(Task objective)
In the report on survival in metastatic bladder cancer, how many of the studied patients received systemic immunotherapy?
--- Excerpt provided Enclosed Below ---
The median overall survival of patients with metastatic bladder cancer improved from 2004 to 2019, a trend possibly related to the advent of immune checkpoint inhibitors, investigators reported at the 38th Annual Congress of the European Association of Urology (EAU23).
A team from University of Texas Health in San Antonio studied 10,895 patients with newly diagnosed metastatic bladder cancer from 2014 to 2019 identified using the National Cancer Database. The investigators analyzed changes in first-line systemic treatment and changes in 1-year overall survival. Of these patients, 9229 received systemic chemotherapy and 1666 received systemic immunotherapy.
The use of immunotherapy increased significantly from 2.3% in 2007 to 36.5% in 2019, whereas use of chemotherapy declined significantly from 98.2% in 2004 to 63.5% in 2019.
Continue Reading
The median overall survival increased from 9.9 months in 2004 to 12.5 months in 2018. The 1-year overall survival rate increased from 38.6% to 50.8%.
From 2009 to 2018, the 1-year overall survival rate rose gradually from 38.3% to 53.6% among recipients of chemotherapy and from 44.4% to 46.3% among recipients of immunotherapy.
The investigators acknowledged study limitations, including the retrospective design, lack of information on cancer-specific survival and causes of death, and the possible presence of confounding variables.
Reference
Garg H, Bhandari M, Novel OV, et al. Impact of systemic treatments on overall survival in metastatic urothelial bladder cancer: A time-trend analysis. Presented at: EAU23, Milan, Italy, March 10-13. Abstract A0553.
--- End of Enclosed Excerpt provided ---
--- Provided material Enclosed Below ---
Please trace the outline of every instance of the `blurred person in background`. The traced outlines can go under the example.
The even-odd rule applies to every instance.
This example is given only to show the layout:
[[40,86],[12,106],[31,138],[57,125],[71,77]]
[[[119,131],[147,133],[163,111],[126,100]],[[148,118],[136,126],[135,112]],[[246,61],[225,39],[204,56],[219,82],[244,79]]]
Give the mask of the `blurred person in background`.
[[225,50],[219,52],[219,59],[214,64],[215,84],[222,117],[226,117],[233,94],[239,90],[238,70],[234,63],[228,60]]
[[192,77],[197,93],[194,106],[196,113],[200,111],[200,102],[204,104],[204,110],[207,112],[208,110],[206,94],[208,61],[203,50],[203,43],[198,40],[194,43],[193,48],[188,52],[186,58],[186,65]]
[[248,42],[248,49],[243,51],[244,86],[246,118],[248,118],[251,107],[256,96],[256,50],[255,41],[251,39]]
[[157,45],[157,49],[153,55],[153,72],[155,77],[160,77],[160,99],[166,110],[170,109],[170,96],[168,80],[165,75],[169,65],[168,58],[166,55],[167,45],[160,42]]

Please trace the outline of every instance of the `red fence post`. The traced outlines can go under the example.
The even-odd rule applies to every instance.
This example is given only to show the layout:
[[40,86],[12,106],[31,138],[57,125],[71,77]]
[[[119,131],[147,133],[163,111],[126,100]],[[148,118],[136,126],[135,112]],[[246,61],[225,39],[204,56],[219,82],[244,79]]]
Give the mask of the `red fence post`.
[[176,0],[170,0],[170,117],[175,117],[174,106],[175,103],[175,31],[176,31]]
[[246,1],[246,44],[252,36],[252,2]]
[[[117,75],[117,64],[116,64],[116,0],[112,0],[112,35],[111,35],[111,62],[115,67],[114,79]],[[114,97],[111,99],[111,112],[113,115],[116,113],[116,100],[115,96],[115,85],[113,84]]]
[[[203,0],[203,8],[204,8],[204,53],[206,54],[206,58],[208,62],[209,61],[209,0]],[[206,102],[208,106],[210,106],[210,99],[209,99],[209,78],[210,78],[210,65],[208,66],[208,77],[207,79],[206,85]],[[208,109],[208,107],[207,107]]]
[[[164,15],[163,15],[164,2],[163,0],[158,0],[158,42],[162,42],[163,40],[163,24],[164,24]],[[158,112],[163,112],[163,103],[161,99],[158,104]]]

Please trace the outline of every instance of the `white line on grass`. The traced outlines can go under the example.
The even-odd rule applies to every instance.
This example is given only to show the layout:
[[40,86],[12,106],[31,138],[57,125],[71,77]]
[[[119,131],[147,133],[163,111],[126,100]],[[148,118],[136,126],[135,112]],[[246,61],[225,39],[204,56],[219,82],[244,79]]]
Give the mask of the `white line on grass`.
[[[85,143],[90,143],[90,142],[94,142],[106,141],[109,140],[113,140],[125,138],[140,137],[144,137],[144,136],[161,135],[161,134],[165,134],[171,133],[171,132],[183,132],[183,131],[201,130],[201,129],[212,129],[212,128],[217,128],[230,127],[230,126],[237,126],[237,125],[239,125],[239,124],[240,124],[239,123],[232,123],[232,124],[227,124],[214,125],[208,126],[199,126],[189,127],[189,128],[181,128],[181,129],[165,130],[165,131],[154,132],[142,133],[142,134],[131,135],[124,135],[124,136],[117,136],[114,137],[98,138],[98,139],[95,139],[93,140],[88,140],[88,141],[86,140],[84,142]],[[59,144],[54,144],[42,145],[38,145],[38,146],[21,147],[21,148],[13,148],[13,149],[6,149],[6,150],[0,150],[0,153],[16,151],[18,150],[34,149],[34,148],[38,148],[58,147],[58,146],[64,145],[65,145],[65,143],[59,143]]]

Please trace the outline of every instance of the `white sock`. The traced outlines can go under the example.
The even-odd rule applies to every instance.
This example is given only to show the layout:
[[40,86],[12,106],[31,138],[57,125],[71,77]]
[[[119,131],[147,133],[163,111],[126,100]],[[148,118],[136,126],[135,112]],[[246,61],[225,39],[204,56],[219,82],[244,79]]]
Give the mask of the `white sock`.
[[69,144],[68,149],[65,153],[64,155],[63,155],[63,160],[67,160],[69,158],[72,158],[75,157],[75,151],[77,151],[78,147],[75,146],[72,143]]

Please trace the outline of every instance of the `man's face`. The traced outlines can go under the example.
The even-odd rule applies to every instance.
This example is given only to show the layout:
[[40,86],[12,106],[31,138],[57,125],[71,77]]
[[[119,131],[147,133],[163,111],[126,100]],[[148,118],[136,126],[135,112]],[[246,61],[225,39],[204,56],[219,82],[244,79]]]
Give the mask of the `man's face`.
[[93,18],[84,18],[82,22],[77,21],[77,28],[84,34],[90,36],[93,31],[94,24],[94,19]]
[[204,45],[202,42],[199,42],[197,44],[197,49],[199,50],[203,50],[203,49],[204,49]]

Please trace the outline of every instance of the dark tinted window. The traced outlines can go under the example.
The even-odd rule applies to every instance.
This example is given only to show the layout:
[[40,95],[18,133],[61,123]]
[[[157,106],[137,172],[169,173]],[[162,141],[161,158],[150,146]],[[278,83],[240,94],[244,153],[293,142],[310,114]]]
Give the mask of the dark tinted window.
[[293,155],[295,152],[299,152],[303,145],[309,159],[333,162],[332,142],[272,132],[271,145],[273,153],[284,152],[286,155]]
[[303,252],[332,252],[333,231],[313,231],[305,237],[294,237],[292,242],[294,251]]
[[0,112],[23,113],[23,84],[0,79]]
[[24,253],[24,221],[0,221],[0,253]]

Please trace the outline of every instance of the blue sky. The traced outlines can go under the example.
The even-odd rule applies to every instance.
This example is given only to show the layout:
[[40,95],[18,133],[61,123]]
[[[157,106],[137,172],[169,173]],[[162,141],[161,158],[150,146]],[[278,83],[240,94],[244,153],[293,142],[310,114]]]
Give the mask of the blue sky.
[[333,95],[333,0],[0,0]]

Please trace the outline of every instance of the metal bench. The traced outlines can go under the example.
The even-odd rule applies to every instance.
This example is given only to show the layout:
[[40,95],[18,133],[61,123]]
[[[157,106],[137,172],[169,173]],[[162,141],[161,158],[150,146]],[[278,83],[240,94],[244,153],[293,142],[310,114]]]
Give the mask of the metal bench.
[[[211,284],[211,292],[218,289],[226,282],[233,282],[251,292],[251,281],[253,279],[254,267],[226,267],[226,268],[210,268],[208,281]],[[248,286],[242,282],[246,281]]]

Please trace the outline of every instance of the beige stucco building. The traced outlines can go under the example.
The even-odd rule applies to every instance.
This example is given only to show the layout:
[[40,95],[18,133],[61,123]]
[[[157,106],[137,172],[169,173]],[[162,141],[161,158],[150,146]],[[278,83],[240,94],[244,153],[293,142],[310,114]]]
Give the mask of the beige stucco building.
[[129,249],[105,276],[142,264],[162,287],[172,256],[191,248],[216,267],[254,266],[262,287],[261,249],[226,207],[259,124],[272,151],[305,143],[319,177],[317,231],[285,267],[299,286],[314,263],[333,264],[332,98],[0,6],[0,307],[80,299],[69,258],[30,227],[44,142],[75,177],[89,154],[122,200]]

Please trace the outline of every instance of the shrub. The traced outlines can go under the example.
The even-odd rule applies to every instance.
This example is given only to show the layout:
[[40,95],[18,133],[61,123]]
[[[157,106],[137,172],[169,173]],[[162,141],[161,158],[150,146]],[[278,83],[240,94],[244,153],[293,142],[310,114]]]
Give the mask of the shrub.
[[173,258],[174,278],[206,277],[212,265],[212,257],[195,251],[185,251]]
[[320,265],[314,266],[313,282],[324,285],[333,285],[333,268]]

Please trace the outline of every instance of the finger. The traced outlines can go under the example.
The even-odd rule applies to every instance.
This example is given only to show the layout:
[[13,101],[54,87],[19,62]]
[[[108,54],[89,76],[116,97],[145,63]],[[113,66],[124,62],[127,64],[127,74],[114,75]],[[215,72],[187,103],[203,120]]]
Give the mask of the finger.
--- End of Enclosed Provided material ---
(Task answer)
1666 patients received systemic immunotherapy.